**Text for analysis**
Jeremy Clarkson: Fireable jerk or loveable (and valuable) curmudgeon?
BBC management faces conundrum after suspending star of Top Gear
Mar 12, 2015
By Todd Humber
The BBC is struggling with a very basic HR issue: What do you do with a top performer, who’s bringing in piles of cash, but is a bit of a jerk?
We’ve spilled a lot of ink in the pages of Canadian HR Reporter on toxic workplaces and the high toll bullies can take on things like engagement, morale and productivity. Yet we continue to hear countless stories of management turning a blind eye to misbehaviour precisely because the individual in question is a key contributor to the bottom line.
Now, we have an extremely high profile case study we can watch unfold. Jeremy Clarkson, the 54-year-old host of the popular Top Gear television series, has been suspended by the BBC after he allegedly punched a producer. It’s not the first time the star has landed in hot water — he’s offended pretty much every nation, plenty of individuals and more than a few special interest groups.
He’s kind of the Don Cherry of Great Britain in that way.

**Complete the following**
a. Retype the stretch of the article on Jeremy Clarkson from "Jeremy Clarkson: Fireable" through "bit of a jerk?".
b. Continue the article on Jeremy Clarkson from the point where it stops.
The material is not needed for this work.

**Study material**

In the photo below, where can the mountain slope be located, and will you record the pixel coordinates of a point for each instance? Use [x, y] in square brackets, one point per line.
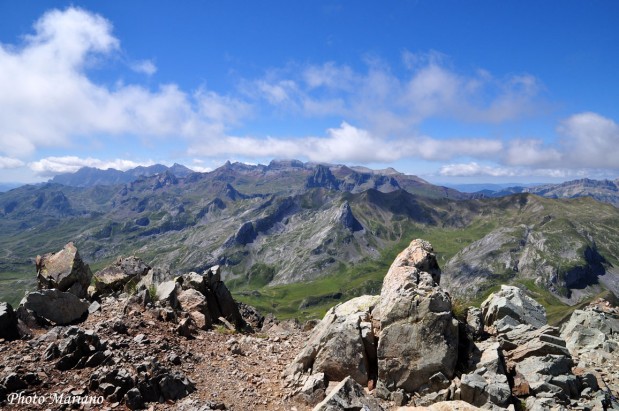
[568, 247]
[90, 177]
[605, 191]
[275, 227]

**Numbered answers**
a.
Jeremy Clarkson: Fireable jerk or loveable (and valuable) curmudgeon?
BBC management faces conundrum after suspending star of Top Gear
Mar 12, 2015
By Todd Humber
The BBC is struggling with a very basic HR issue: What do you do with a top performer, who’s bringing in piles of cash, but is a bit of a jerk?

b.
But full disclosure time: I like Jeremy Clarkson. A lot. Top Gear is one of my favourite television shows, and I’m not a petrol head. You don’t have to be a car lover to appreciate the slickly produced series, co-hosted by James May and Richard Hammond.
Clarkson is one of those beloved knuckleheads. I’m sure he’d be a complete pain to work with — but he’s clever, witty and entertaining. And the rapport he has with his co-hosts is legendary, almost “Rat Packish.” For years, his has been a classic tale of the ends justifying the means.
Last year, Clarkson was put on final warning by the BBC after he used racist language during the show’s filming — though the slur never made it on air. The broadcaster has already scrapped the remaining episodes from the current season, and the future of the show is up in the air.
The pressure on the BBC to reinstate Clarkson is enormous. The petition calling for him to be put back in the driver’s seat is the fastest growing petition the website change.org has ever hosted. As of Thursday morning, it had more than 725,000 signatures — and it’s still gaining momentum. In the time it took me to write this column, 4,000 more people signed the petition. (A competing petition on the same website to sack Clarkson had barely 5,000 signatures at the time of writing.)
Top Gear is watched by an astounding 350 million people around the world. On the brand front, one analyst told Reuters that the loss of Clarkson could prove very costly to the BBC.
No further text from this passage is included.